- _Extracted information_:
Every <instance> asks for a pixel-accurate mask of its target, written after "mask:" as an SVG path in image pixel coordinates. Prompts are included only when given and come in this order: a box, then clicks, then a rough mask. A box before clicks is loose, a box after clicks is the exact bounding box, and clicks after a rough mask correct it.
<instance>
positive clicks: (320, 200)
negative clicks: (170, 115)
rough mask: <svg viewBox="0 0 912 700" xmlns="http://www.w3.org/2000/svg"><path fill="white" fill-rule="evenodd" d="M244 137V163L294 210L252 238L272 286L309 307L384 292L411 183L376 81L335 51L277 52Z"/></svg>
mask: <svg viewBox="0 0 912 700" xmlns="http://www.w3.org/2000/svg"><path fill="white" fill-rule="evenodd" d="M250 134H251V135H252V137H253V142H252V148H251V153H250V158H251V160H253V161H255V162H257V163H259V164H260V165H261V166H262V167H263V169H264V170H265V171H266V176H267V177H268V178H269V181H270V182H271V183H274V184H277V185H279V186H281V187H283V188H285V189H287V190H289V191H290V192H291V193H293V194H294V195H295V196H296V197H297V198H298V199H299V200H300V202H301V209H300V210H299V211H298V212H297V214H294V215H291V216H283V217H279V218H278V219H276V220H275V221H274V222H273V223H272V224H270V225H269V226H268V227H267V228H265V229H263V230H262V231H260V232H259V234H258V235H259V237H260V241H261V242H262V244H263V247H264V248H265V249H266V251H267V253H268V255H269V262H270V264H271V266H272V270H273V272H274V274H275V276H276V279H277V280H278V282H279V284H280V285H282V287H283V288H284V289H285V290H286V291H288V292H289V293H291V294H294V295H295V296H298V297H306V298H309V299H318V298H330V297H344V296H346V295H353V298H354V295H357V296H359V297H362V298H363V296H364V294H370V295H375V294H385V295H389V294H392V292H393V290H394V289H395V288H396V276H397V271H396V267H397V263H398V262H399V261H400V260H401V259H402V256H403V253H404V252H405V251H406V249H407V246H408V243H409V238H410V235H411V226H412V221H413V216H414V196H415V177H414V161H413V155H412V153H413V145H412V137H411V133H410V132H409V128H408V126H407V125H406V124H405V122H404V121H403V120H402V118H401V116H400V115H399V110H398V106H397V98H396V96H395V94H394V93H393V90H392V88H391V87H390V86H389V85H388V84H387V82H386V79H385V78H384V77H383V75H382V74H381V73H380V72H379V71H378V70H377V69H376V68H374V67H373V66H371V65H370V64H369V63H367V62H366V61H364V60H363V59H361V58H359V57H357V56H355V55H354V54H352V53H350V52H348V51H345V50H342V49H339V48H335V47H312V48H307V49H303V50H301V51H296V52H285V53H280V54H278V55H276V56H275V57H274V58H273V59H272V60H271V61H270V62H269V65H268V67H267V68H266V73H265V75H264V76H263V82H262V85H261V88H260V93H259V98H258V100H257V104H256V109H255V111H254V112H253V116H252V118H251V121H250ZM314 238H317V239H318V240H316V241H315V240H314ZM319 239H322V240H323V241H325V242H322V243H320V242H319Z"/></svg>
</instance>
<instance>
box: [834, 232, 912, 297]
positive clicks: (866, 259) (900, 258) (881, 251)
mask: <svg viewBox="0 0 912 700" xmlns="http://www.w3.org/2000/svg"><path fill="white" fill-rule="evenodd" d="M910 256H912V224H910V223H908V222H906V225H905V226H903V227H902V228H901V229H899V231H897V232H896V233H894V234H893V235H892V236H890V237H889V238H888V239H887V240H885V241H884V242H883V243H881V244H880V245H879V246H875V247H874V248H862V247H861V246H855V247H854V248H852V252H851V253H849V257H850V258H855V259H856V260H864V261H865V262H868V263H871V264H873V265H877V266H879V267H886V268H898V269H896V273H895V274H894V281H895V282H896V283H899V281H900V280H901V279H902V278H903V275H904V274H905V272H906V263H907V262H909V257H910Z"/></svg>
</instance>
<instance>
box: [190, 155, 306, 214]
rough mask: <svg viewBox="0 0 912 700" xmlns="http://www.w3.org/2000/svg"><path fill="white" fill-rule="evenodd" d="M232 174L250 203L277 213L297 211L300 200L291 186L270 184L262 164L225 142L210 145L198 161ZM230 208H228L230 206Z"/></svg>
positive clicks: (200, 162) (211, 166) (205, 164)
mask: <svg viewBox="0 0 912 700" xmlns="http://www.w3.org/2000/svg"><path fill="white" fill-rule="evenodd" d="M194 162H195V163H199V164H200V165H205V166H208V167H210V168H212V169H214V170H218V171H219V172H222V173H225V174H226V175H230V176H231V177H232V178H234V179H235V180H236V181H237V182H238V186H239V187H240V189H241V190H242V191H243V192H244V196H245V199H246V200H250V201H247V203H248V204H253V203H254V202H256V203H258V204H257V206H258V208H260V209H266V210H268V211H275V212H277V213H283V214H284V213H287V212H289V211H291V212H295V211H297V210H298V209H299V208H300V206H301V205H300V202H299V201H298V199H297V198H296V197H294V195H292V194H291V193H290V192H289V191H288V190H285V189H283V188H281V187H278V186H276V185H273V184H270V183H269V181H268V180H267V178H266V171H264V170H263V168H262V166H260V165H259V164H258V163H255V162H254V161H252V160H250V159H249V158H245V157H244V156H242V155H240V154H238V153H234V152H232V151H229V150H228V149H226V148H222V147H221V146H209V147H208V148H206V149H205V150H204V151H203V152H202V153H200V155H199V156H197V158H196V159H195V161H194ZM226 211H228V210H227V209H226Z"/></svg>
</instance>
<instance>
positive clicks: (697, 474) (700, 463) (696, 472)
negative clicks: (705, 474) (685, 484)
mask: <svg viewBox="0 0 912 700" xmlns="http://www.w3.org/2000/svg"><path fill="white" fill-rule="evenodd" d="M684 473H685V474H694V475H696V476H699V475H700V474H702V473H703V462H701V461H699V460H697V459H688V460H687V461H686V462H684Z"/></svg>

- _Try it_:
Count the lines above that contain the string "clicks", and reply with that number alone.

- _Response to the task_:
7